**Task prompt:** Find every line in the data below that contains the string "rough" and copy each of those lines in full.

**Dataset content:**
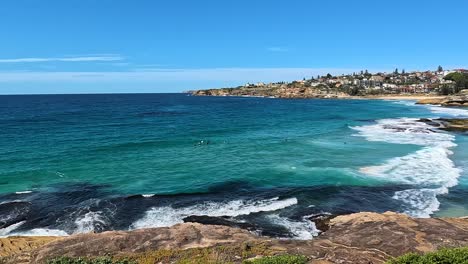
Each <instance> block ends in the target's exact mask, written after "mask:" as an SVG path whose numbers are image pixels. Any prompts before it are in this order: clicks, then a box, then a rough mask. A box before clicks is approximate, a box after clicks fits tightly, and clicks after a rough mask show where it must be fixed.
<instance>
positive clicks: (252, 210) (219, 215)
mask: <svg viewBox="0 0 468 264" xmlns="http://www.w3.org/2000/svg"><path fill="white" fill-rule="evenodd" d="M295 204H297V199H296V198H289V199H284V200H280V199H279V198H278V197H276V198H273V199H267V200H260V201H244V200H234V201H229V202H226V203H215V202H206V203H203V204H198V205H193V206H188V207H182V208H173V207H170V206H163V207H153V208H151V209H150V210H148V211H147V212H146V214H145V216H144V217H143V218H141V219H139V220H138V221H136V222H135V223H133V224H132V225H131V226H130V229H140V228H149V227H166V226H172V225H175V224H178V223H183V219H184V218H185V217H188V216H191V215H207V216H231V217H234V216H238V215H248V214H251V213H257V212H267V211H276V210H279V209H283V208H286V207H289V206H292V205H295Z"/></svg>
---
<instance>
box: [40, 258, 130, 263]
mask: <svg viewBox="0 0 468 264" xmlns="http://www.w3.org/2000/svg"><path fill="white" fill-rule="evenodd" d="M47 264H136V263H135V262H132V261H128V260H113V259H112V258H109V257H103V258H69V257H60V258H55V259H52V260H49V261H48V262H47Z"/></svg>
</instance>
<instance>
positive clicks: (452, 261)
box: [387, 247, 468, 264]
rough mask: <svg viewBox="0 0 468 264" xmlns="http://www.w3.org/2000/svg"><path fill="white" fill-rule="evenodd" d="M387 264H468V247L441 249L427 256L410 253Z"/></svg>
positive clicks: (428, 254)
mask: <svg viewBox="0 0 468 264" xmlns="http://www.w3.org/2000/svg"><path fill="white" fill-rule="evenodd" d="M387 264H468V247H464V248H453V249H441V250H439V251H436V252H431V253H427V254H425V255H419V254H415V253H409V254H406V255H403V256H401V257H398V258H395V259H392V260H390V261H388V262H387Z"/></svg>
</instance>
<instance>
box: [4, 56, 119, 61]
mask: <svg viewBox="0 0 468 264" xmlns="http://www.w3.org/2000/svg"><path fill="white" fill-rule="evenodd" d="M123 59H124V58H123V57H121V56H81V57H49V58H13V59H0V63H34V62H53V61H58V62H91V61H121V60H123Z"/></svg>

**Response:**
Each <instance> block ends in the target's exact mask, written after "mask:" as an SVG path whose numbers are image pixels. Any prompts before it are in this order: clicks, then a box, then a rough mask. A box before clicks is approximate, a box after clicks fits tightly, and clicks after a rough mask show where it must be fixed.
rough mask: <svg viewBox="0 0 468 264" xmlns="http://www.w3.org/2000/svg"><path fill="white" fill-rule="evenodd" d="M387 264H468V247L441 249L427 256L410 253Z"/></svg>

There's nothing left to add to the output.